From the first line of the entries below through the line bearing "Task: pick out white wedding", write out each line exactly. Omit pictures.

─── Provided records ───

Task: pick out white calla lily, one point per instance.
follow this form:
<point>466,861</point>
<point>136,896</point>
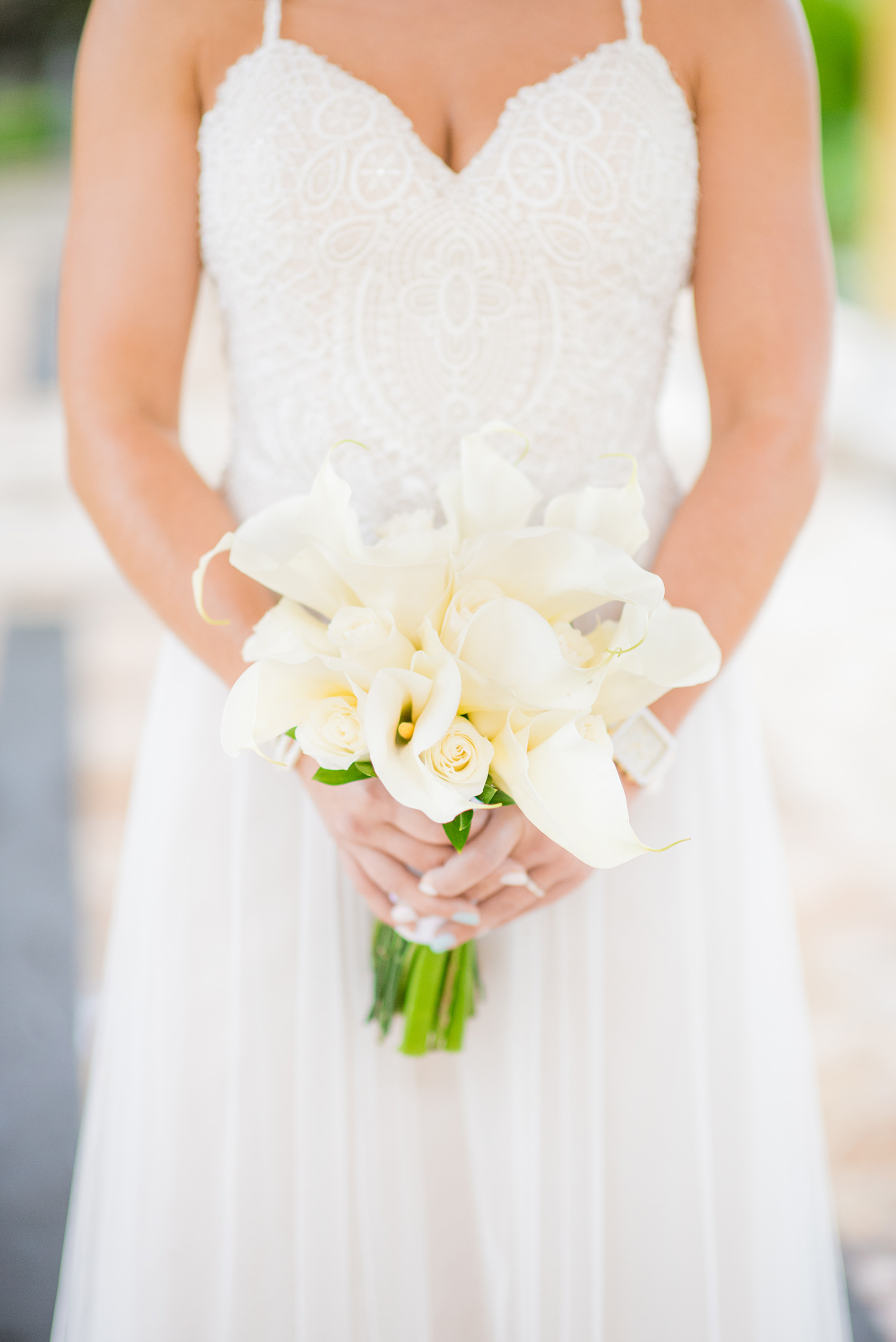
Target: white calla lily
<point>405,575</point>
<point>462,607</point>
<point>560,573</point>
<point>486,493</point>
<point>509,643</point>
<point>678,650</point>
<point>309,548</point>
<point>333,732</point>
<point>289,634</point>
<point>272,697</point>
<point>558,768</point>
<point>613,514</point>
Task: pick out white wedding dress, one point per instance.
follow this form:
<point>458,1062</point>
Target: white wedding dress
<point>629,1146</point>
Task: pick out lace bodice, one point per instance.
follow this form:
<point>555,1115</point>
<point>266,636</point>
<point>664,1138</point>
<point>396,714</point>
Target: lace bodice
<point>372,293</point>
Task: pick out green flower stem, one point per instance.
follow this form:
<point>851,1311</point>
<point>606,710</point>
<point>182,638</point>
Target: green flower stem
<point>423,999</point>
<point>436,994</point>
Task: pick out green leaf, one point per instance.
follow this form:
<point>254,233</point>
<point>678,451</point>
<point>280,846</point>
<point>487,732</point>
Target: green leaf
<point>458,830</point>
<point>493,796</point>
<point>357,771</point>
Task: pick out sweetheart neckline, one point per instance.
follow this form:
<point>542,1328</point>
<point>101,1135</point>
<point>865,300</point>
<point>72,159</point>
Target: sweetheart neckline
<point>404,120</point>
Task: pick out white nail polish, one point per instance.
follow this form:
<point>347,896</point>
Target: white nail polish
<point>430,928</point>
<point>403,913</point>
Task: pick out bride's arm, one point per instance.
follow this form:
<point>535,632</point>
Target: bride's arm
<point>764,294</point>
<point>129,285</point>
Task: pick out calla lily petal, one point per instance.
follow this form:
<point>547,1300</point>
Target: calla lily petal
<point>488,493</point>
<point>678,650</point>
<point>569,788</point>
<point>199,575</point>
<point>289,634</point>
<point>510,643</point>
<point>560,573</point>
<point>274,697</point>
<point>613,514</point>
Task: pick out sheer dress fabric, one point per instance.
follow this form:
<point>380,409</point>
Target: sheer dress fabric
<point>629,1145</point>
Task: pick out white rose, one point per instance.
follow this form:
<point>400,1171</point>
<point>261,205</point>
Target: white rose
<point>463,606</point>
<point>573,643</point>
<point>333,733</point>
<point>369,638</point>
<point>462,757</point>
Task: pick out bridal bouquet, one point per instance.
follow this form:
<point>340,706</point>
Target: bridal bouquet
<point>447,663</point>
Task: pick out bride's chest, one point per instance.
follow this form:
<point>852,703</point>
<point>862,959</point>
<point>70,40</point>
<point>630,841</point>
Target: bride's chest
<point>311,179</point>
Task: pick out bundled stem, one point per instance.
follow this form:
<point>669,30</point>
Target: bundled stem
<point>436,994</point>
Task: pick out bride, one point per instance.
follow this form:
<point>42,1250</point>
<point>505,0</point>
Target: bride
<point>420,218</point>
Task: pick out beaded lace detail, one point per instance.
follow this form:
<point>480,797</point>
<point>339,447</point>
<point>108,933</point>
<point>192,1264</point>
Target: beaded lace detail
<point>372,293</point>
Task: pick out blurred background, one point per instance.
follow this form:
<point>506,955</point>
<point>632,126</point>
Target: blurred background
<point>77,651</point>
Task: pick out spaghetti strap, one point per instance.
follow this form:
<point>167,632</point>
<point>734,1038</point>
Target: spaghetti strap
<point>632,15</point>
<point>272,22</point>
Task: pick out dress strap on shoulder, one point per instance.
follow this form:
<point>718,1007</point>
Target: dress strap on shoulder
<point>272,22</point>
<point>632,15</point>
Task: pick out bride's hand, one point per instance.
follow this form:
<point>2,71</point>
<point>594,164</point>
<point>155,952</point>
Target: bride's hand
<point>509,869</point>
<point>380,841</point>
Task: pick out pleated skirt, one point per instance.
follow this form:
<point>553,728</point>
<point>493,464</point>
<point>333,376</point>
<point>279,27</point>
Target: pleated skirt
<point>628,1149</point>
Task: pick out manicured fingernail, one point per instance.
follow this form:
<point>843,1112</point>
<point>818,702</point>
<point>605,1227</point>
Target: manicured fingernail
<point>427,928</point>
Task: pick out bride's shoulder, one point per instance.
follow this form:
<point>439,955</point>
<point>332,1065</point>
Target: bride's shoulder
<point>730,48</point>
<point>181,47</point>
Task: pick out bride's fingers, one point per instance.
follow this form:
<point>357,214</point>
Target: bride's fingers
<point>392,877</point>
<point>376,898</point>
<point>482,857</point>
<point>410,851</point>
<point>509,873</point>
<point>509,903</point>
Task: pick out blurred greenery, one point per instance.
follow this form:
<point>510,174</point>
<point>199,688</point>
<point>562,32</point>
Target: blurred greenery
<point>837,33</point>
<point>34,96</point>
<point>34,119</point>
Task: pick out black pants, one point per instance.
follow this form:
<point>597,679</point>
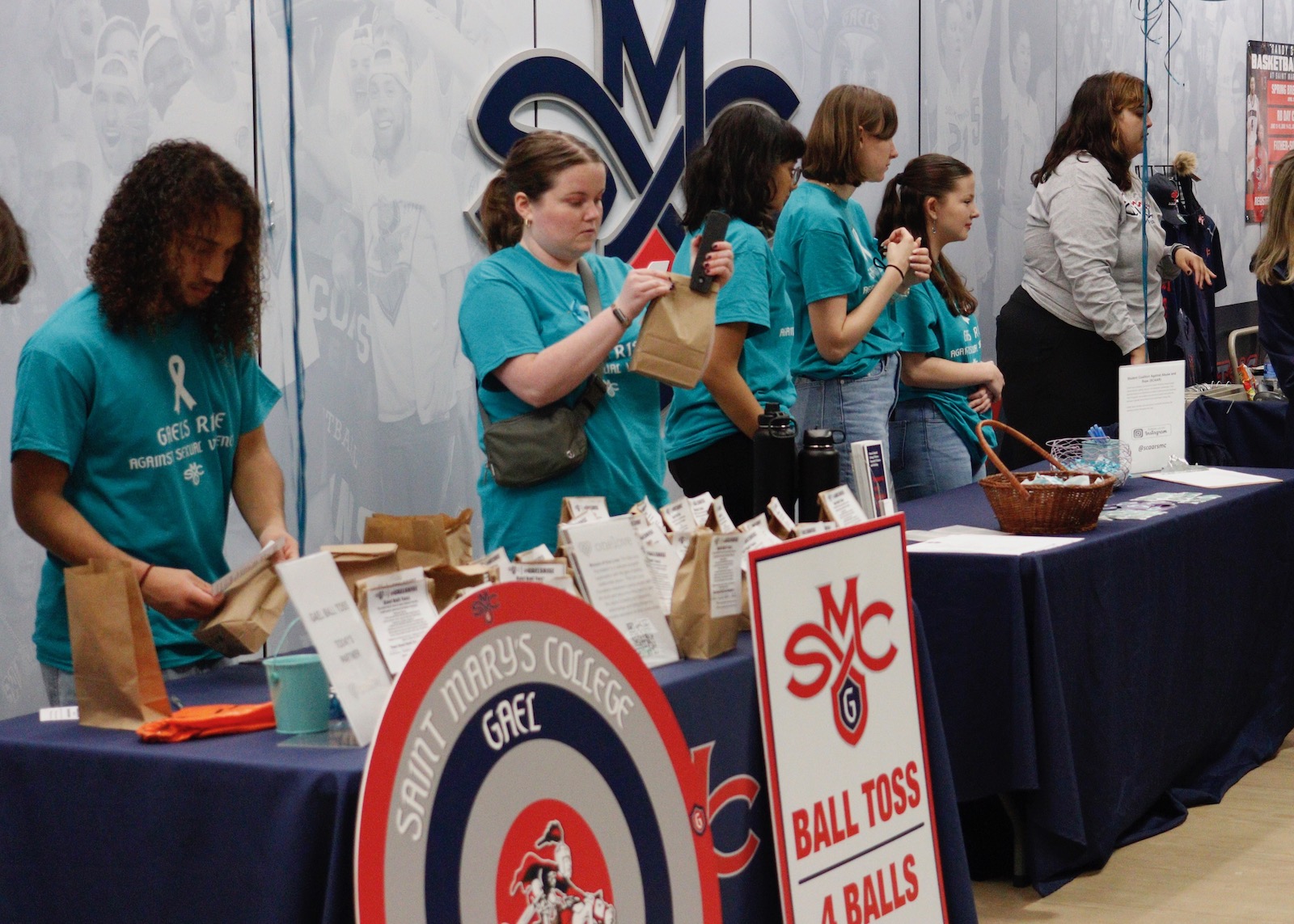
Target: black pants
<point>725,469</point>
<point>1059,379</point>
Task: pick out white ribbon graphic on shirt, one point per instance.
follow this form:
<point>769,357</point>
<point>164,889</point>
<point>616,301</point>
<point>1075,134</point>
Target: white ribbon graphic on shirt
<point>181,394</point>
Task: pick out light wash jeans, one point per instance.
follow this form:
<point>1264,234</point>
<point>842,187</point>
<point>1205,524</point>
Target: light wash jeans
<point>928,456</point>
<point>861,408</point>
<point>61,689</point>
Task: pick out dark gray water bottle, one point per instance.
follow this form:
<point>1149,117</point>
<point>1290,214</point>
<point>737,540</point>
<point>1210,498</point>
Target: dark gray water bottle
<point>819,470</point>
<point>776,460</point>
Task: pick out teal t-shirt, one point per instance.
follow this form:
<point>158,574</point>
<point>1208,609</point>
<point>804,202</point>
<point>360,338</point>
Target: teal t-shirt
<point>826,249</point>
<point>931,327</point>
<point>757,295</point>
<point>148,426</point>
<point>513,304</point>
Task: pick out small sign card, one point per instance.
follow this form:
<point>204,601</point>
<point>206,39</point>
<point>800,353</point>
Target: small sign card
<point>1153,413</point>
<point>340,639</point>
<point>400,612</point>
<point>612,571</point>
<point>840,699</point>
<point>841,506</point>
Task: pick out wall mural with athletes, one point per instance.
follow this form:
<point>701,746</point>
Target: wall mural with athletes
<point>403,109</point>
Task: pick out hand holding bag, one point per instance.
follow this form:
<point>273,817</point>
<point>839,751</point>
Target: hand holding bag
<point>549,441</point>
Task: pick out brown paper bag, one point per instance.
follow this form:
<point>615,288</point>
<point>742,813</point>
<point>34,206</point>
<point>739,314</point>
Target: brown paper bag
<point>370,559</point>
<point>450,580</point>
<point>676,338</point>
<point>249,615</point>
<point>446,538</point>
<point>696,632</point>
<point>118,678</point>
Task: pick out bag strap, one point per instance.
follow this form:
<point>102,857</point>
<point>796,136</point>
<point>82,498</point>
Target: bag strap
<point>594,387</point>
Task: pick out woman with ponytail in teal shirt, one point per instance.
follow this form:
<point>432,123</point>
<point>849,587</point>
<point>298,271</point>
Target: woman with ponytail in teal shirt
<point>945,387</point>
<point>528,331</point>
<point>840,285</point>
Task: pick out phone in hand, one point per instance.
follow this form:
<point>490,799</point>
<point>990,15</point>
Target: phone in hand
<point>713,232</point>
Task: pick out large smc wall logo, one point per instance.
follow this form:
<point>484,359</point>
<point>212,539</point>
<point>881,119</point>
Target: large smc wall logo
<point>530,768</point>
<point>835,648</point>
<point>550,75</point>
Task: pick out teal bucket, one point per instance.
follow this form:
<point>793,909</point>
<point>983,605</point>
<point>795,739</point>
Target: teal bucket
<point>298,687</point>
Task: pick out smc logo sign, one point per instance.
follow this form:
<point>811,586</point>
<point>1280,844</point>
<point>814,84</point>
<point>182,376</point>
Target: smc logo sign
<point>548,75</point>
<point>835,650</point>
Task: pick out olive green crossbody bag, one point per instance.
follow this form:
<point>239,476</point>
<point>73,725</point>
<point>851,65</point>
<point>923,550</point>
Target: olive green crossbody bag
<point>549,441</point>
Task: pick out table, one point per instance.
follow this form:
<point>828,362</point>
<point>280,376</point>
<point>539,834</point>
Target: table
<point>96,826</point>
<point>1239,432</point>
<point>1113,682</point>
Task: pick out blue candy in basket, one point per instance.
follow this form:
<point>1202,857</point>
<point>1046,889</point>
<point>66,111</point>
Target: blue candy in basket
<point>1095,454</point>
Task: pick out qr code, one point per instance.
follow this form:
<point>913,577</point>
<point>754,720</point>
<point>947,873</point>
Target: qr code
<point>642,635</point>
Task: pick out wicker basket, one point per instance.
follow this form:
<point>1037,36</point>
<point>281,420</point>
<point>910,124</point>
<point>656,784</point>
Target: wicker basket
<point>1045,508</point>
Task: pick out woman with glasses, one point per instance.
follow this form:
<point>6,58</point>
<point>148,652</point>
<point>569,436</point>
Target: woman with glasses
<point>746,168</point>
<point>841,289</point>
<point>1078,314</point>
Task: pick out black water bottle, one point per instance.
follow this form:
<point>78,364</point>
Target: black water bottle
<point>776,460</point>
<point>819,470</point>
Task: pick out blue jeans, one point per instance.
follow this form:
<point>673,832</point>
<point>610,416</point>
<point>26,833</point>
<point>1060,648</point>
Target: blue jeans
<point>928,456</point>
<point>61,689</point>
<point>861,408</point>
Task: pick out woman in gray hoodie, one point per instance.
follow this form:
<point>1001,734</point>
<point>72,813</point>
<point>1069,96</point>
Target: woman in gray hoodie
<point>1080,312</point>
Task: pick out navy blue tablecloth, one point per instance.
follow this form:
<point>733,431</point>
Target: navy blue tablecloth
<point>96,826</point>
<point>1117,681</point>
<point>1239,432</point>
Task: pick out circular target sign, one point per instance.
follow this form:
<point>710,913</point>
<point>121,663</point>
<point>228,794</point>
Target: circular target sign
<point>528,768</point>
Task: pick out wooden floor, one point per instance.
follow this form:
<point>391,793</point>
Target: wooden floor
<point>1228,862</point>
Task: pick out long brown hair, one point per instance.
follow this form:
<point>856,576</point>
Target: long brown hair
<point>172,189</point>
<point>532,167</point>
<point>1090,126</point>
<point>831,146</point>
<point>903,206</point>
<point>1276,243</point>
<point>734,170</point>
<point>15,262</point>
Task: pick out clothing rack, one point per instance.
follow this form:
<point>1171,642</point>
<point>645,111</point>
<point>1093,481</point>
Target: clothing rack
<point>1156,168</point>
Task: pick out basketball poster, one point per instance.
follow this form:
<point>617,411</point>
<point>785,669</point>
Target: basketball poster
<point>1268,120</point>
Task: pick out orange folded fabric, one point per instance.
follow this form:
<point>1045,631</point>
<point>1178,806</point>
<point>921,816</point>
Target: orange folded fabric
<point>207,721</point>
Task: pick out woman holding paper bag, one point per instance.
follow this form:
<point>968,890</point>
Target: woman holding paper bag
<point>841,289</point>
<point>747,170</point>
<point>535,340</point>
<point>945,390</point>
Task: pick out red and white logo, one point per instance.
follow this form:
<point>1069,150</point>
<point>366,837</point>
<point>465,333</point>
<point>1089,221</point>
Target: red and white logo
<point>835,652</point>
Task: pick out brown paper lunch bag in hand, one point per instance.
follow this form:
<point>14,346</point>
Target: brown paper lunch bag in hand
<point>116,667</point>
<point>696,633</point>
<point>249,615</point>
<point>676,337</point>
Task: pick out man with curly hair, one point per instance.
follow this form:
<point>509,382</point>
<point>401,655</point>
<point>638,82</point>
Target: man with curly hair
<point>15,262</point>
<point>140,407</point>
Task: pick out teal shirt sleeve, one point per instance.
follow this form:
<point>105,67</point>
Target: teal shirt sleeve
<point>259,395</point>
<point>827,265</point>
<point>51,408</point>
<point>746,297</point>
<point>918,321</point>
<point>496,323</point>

───

**Output below:**
Task: pick out white calla lily, one point per instance.
follow this form:
<point>466,861</point>
<point>136,896</point>
Target: white calla lily
<point>405,575</point>
<point>462,607</point>
<point>560,573</point>
<point>486,493</point>
<point>509,643</point>
<point>678,650</point>
<point>309,548</point>
<point>333,732</point>
<point>289,634</point>
<point>272,697</point>
<point>558,768</point>
<point>613,514</point>
Task: pick out white wedding dress, one point per instance.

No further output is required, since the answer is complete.